Pour toute une génération inspirée par l’idée de progrès, la Scandinavie fut un objet d’attirance ou d’admiration. Du modèle social-démocrate suédois, dont le rayonnement a longtemps intimidé le PS français, à la réussite danoise, mélange de performances et de tolérance, en passant par le dynamisme un rien autarcique de la Norvège, qui a refusé à deux reprises d’adhérer à l’Union européenne, les terres du Nord opposaient leur calme et leur spécificité au reste du continent, qui expérimentait la recherche éperdue d’une dynamique commune. Seule la Finlande, qui ne fait pas partie de la Scandinavie proprement dite, a fait le choix du rêve communautaire, tant par son appartenance à l’Union qu’à celle de la zone euro. Une position, également adoptée par les Etats baltes, qui s’explique en filigrane par l’Histoire et la crainte qu’inspire toujours à Helsinki le voisinage avec la Russie.
------------------------------------------------
Exercices à traiter:
a – D'après le texte sur la Scandinavie, combien de fois la Norvège a-t-elle refusé d'adhérer à l'Union européenne ?
b – Rédigez la suite du texte sur la Scandinavie en partant de sa dernière phrase.
Les lignes qui suivent proviennent d'une autre source.

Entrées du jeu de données
------------------------------------------------
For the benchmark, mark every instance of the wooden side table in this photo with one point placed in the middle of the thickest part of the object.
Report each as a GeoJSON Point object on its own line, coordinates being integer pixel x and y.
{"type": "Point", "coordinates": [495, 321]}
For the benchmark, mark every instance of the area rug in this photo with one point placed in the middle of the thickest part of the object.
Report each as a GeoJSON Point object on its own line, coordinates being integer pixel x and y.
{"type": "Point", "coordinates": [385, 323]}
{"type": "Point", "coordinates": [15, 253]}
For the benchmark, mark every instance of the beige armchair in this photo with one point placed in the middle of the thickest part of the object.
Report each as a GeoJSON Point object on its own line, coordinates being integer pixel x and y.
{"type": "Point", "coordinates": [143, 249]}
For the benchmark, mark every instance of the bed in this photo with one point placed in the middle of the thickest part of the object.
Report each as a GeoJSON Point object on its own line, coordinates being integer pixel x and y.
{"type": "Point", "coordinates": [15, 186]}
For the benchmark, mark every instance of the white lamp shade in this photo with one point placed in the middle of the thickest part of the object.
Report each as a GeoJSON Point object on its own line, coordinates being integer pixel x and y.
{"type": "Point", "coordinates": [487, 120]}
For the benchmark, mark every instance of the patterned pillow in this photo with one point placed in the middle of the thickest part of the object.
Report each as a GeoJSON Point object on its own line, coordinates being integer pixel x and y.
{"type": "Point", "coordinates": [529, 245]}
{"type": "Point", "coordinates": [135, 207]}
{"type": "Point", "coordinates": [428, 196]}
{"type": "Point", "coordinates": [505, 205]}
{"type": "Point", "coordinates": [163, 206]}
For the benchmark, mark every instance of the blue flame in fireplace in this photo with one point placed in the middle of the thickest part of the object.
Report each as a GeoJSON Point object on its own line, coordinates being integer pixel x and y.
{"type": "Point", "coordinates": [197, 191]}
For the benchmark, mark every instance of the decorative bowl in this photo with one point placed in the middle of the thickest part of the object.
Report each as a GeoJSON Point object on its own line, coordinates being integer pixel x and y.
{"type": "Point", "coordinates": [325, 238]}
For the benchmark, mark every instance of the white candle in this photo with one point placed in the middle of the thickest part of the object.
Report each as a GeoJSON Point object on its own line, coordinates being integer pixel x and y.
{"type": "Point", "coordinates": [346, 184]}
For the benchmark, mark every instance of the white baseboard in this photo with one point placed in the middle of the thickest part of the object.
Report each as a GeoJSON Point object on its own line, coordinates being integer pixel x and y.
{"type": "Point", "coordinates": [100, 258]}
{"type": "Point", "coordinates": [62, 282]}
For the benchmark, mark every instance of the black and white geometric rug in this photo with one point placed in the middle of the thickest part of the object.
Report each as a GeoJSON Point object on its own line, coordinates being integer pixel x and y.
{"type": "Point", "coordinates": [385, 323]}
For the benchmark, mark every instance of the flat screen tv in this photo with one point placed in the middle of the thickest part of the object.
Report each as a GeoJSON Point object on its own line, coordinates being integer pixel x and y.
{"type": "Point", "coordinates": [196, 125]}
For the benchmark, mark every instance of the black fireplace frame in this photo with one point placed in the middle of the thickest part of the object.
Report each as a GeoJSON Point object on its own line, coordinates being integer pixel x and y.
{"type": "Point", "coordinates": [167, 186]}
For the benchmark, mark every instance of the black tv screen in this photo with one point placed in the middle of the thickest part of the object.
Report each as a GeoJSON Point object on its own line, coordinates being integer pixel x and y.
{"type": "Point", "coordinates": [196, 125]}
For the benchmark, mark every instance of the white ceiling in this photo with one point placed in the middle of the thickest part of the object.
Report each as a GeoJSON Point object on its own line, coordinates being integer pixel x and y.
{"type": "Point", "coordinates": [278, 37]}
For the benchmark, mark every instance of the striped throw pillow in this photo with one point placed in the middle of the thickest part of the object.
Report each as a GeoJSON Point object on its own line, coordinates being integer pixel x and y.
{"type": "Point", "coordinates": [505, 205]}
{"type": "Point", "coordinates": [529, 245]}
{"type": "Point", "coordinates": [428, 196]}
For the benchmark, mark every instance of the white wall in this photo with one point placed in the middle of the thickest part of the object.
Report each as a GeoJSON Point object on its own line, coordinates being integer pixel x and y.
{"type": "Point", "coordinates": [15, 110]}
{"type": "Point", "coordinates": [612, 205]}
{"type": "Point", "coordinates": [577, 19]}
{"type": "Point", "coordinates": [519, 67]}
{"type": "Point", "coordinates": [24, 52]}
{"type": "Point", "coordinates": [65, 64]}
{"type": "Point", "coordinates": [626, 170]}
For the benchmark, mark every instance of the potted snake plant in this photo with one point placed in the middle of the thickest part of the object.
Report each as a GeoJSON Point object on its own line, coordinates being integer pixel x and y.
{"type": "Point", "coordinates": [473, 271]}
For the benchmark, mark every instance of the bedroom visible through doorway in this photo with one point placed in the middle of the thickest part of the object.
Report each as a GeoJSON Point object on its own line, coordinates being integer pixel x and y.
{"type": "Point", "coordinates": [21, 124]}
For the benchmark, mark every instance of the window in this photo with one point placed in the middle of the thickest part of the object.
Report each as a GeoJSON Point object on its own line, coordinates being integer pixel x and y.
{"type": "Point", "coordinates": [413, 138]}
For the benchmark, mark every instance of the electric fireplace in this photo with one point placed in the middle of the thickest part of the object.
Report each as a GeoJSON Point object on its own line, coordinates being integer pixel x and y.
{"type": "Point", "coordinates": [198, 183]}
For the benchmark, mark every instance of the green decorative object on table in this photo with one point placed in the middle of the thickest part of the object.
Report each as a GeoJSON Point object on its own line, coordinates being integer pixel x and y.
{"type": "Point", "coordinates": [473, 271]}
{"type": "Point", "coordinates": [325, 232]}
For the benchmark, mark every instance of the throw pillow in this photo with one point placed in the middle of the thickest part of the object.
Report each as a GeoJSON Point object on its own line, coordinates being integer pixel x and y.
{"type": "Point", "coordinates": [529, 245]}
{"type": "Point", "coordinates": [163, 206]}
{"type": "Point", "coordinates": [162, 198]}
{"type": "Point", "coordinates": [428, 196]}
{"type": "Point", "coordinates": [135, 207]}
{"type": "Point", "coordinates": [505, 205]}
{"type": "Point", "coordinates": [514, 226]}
------------------------------------------------
Réponses aux exercices:
a – À deux reprises.

b –
Or, au fil des ans, sans que la richesse de ces pays dévolus à la croissance propre soit menacée, l’aiguille qui indique le nord s’est détraquée. Tandis que se confirmait l’approche originale qui mêle le libéralisme économique et l’Etat providence, le phénomène identitaire s’est imperceptiblement emparé du coeur de ces sociétés réputées si policées, au fur et à mesure que les flux migratoires gagnaient les rives de la Baltique. Ce n’est pas que le modèle scandinave soit mort, c’est plutôt que ses bénéficiaires ne veulent pas le voir périr. Les récentes élections législatives au Danemark ont ainsi consacré la percée historique du Parti populaire danois (DF), proche de l’extrême droite, qui est arrivé en première place parmi les droites, lesquelles dépassent la coalition des partis de gauche, soutien du gouvernement sortant. L’alternance plonge le pays dans l’inconnu. Le DF incarne en effet l’émergence d’un courant souterrain, xénophobe, assez ancré dans les classes moyennes danoises et qui ne se cache plus : les amateurs de cinéma scandinave se souviendront aisément du film Festen, un petit chef-d’oeuvre de malaise, révélateur de la face noire d’un Danemark hostile aux étrangers. Or le programme du DF précise que » le Danemark n’est pas un pays d’immigration et qu’il ne l’a jamais été « .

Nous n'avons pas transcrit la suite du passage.